### Materiale dell'esercizio
########

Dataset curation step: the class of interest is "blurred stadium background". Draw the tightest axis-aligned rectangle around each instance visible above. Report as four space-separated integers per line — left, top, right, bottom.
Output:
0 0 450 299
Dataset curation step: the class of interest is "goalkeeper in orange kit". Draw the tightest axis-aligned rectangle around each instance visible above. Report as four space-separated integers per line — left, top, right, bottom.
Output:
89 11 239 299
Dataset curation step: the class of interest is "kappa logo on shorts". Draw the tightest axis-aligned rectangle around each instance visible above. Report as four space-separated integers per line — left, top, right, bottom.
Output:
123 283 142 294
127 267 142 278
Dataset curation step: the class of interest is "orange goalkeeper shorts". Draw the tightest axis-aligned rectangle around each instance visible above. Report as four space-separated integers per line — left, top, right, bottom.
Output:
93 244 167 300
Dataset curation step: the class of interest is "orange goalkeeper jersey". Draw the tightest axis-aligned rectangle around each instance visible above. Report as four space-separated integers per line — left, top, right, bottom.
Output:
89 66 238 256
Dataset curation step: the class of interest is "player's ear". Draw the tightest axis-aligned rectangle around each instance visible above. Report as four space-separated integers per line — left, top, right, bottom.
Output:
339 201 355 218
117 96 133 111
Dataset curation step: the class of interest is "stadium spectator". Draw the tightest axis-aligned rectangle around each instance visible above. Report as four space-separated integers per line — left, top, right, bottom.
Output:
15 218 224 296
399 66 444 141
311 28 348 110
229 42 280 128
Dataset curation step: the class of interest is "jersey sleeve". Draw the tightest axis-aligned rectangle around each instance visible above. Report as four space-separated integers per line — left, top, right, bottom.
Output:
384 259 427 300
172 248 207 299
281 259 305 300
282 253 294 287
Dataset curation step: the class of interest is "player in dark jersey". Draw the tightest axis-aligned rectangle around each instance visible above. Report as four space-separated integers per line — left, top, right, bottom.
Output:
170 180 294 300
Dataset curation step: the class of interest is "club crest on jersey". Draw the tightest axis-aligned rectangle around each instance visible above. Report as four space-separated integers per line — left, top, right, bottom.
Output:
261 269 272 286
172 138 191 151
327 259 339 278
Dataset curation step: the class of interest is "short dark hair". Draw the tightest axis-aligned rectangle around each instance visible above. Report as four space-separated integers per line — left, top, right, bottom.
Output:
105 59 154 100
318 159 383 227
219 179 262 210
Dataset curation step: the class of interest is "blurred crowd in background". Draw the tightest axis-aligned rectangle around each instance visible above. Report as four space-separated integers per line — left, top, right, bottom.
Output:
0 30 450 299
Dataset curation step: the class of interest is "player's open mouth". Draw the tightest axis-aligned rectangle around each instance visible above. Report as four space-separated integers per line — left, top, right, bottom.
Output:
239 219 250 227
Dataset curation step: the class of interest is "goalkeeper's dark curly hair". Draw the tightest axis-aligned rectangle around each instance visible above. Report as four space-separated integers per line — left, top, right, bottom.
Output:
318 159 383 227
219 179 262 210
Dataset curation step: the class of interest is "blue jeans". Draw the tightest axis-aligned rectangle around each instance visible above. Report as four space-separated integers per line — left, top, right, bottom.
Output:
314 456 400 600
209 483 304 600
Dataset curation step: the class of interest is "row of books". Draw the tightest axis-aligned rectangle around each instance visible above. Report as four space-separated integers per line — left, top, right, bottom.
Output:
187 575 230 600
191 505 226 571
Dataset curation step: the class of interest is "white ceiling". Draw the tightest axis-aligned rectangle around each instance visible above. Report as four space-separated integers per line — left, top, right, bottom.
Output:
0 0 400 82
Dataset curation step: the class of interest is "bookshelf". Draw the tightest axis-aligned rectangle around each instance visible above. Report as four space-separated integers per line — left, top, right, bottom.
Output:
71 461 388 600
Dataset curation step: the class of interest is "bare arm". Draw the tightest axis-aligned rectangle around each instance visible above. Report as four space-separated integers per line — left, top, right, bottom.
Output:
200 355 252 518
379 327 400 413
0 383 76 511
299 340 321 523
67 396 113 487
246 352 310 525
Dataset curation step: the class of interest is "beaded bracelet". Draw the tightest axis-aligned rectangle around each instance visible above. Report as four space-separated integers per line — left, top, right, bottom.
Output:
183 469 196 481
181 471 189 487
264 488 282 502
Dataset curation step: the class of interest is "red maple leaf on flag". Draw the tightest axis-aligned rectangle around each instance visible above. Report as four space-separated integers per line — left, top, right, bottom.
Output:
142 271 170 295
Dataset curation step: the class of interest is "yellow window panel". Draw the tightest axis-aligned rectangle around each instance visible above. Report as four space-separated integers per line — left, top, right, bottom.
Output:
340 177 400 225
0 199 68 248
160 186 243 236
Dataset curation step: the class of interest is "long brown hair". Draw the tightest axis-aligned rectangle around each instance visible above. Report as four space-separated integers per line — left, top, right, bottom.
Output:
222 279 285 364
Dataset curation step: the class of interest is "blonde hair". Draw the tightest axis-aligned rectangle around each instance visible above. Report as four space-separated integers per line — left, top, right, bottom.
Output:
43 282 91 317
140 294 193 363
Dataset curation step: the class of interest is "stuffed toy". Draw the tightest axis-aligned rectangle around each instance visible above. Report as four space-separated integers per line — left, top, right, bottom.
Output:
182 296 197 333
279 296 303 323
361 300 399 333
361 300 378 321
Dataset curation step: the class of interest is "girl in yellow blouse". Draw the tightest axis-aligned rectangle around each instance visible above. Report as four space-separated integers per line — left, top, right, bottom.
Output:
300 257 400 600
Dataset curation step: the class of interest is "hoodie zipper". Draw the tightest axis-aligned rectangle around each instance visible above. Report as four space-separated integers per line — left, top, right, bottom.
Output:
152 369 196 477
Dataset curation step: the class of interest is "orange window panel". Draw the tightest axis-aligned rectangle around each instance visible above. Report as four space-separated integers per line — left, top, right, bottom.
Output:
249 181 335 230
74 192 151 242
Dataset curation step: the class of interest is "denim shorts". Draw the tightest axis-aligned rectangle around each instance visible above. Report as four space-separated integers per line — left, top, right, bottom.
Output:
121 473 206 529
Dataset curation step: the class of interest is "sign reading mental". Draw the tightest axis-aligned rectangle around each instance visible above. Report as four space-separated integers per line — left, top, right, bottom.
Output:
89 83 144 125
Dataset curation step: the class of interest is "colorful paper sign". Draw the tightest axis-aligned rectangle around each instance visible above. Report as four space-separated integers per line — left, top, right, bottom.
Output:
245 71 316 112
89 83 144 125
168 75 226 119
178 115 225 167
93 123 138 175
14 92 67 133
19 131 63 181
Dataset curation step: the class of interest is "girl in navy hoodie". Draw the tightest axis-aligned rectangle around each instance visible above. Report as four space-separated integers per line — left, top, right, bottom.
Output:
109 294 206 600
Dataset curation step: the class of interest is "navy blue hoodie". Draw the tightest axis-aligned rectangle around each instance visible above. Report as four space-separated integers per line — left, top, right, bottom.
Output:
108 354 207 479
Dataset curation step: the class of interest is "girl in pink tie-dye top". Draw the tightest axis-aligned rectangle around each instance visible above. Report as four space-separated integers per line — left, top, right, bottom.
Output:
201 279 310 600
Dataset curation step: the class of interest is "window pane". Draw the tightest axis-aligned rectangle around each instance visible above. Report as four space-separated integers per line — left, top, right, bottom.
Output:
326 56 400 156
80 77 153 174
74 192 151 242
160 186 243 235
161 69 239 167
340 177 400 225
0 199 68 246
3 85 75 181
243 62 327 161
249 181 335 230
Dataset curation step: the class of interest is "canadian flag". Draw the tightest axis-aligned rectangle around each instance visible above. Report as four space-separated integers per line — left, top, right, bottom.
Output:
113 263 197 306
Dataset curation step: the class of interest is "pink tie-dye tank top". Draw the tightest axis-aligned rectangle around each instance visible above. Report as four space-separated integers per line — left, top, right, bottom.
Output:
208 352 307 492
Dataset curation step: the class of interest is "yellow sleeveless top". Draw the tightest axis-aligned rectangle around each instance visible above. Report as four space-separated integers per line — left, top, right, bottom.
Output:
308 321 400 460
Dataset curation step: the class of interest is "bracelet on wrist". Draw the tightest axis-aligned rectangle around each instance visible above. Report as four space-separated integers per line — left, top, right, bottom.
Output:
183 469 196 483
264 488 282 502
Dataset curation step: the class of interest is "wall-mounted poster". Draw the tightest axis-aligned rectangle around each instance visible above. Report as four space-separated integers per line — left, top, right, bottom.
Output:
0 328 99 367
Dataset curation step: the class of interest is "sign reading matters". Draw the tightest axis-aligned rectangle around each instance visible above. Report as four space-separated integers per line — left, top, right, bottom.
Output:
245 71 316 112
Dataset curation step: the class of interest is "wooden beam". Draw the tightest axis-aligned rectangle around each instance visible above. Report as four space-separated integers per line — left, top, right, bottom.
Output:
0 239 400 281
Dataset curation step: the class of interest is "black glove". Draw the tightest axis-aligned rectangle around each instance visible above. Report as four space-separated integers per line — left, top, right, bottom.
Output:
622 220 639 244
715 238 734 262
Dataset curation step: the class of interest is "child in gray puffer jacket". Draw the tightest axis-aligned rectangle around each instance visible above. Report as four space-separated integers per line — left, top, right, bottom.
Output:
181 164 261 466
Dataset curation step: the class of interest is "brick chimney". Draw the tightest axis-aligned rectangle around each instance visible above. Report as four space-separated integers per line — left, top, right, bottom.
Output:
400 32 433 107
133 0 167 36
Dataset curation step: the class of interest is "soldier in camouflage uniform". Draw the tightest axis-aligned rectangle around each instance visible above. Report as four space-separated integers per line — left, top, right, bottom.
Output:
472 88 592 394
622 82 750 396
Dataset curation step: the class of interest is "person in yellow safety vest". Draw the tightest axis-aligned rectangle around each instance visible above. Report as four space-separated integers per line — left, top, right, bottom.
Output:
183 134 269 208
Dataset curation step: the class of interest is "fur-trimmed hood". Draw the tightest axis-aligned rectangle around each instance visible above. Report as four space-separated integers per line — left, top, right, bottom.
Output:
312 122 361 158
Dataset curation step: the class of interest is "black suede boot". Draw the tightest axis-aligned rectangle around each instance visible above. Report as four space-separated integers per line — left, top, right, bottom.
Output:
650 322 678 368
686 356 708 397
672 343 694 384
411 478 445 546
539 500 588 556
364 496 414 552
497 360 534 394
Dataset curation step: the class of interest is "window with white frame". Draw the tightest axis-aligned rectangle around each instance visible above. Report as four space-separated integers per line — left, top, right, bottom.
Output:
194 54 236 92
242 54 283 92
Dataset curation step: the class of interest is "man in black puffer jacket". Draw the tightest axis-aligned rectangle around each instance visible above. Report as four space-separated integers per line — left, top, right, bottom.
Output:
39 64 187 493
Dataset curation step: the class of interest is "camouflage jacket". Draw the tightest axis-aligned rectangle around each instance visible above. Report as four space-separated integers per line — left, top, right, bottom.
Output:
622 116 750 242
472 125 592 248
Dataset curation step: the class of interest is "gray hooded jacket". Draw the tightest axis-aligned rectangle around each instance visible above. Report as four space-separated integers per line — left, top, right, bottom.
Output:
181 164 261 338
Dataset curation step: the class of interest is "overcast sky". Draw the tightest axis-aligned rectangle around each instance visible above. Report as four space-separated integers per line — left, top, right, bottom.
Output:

########

### Consegna
Restituisci identiche le righe che vanno dall'inizio delle voci fino alla riga con "117 96 133 111", inclusa.

### Risultato
Dataset curation step: the class of interest is "blurred stadium background". Draw the tightest axis-aligned rectangle around each instance visible above. Report as four space-separated integers per line — left, top, right, bottom.
Output:
0 0 450 299
Dataset curation step: the class of interest is "goalkeeper in orange kit". Draw the tightest axis-aligned rectangle around each instance visible above. Report as four space-separated integers per line — left, top, right, bottom.
Output:
89 11 239 299
Dataset curation step: the class of interest is "kappa logo on shorts". Draw the tightest axis-aligned rectangle around each instance visible above. Report as four space-separated integers per line — left, top, right, bottom.
Output:
123 283 142 294
127 267 142 278
Dataset curation step: the class of interest is "orange goalkeeper shorts". Draw the tightest axis-aligned rectangle around each instance visible above. Report as four space-separated integers per line — left, top, right, bottom.
Output:
93 244 167 300
Dataset curation step: the class of interest is "orange goalkeeper jersey". Draw the tightest axis-aligned rectangle around each instance visible above. Report as four space-separated integers per line — left, top, right, bottom.
Output:
89 66 238 256
Dataset curation step: the class of interest is "player's ear". Draw the tightest axis-aligned rectangle around each instance visible above. Report as four space-separated integers per line — left, top, right, bottom.
Output:
339 201 355 218
117 96 133 111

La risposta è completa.